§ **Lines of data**
────────
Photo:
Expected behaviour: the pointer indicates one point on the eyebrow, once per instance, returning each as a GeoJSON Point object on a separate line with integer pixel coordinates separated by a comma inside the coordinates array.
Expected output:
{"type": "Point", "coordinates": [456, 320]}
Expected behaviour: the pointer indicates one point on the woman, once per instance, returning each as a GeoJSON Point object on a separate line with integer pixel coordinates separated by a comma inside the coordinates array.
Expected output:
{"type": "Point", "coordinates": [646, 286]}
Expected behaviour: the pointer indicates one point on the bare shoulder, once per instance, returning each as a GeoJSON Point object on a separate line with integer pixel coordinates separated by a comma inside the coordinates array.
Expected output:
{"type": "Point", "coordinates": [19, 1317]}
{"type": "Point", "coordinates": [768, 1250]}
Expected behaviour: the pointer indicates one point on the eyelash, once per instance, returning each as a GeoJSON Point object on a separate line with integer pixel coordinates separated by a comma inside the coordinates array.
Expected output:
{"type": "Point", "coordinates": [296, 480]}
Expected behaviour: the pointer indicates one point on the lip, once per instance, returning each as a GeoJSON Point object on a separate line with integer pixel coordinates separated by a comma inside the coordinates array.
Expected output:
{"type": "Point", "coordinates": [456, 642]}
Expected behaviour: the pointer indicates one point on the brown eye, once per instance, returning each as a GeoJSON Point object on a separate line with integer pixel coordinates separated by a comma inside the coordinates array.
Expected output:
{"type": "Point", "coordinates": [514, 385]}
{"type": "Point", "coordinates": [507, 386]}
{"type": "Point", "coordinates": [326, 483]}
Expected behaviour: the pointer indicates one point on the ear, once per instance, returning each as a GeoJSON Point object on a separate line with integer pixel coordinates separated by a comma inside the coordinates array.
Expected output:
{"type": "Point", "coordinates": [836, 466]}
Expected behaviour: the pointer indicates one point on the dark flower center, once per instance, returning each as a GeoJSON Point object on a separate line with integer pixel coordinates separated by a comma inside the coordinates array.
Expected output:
────────
§ **Given instruction**
Arrange every line of the data above into a Markdown table with two columns, "Row" for a running number and "Line" for the text of that line. Skip any blank lines.

§ **Problem solution**
| Row | Line |
|---|---|
| 1 | Photo: |
| 2 | Expected behaviour: the pointer indicates one point on the eyebrow, once per instance, returning each as a GeoJSON Point object on a separate line with integer pixel coordinates separated by a comma inside the coordinates array. |
| 3 | Expected output: |
| 4 | {"type": "Point", "coordinates": [456, 320]} |
| 5 | Expected behaviour: the pointer indicates one point on the woman, once per instance, returning each as a GeoJSON Point object on a separate line with integer pixel coordinates separated by a comma inside the coordinates array. |
| 6 | Expected output: |
| 7 | {"type": "Point", "coordinates": [646, 286]} |
| 8 | Expected behaviour: the pointer indicates one point on the bare shoulder, once per instance, returning each as a GeoJSON Point object on a separate line with integer pixel coordinates separated by a comma inside the coordinates array. |
| 9 | Expected output: |
| 10 | {"type": "Point", "coordinates": [19, 1317]} |
| 11 | {"type": "Point", "coordinates": [768, 1250]} |
| 12 | Expected behaviour: the pointer indicates one point on the eyelash, once per instance, returning each as a GeoJSON Point object on a separate line with integer pixel coordinates separated by a comma inside the coordinates array. |
| 13 | Expected output: |
| 14 | {"type": "Point", "coordinates": [296, 480]} |
| 15 | Expected behaviour: the pointer indicates one point on the lip, once per instance, returning each as a GeoJSON Point object on a separate line with integer pixel coordinates separated by a comma inside the coordinates array. |
| 16 | Expected output: |
| 17 | {"type": "Point", "coordinates": [456, 642]} |
| 18 | Expected behaviour: the pointer indicates one point on the brown eye, once per instance, returning each as a GeoJSON Point object on a separate line with integer pixel coordinates separated by a comma inside the coordinates array. |
| 19 | Expected output: |
| 20 | {"type": "Point", "coordinates": [514, 385]} |
| 21 | {"type": "Point", "coordinates": [507, 386]} |
| 22 | {"type": "Point", "coordinates": [326, 483]} |
| 23 | Expected behaviour: the pointer indicates one point on the ear, once per instance, returning each as a GeoJSON Point object on a separate line with integer pixel coordinates separated by a comma inside the coordinates array. |
| 24 | Expected output: |
| 25 | {"type": "Point", "coordinates": [836, 466]} |
| 26 | Expected behaviour: the pointer indicates one point on the dark flower center, once per instance, returning each as a GeoJSON Point object on a separate line with integer pixel coordinates separated by a comma inside the coordinates array. |
| 27 | Expected output: |